======== PROVIDED ENTRIES ========
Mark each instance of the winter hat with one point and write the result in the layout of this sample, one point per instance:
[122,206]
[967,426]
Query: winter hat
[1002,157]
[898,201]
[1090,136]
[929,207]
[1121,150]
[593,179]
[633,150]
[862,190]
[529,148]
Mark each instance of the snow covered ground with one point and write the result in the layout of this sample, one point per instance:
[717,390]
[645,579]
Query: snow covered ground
========
WHAT YOU NEED TO DO →
Report the count of lines in the entries that contain "sample". Nothing else should be given.

RESULT →
2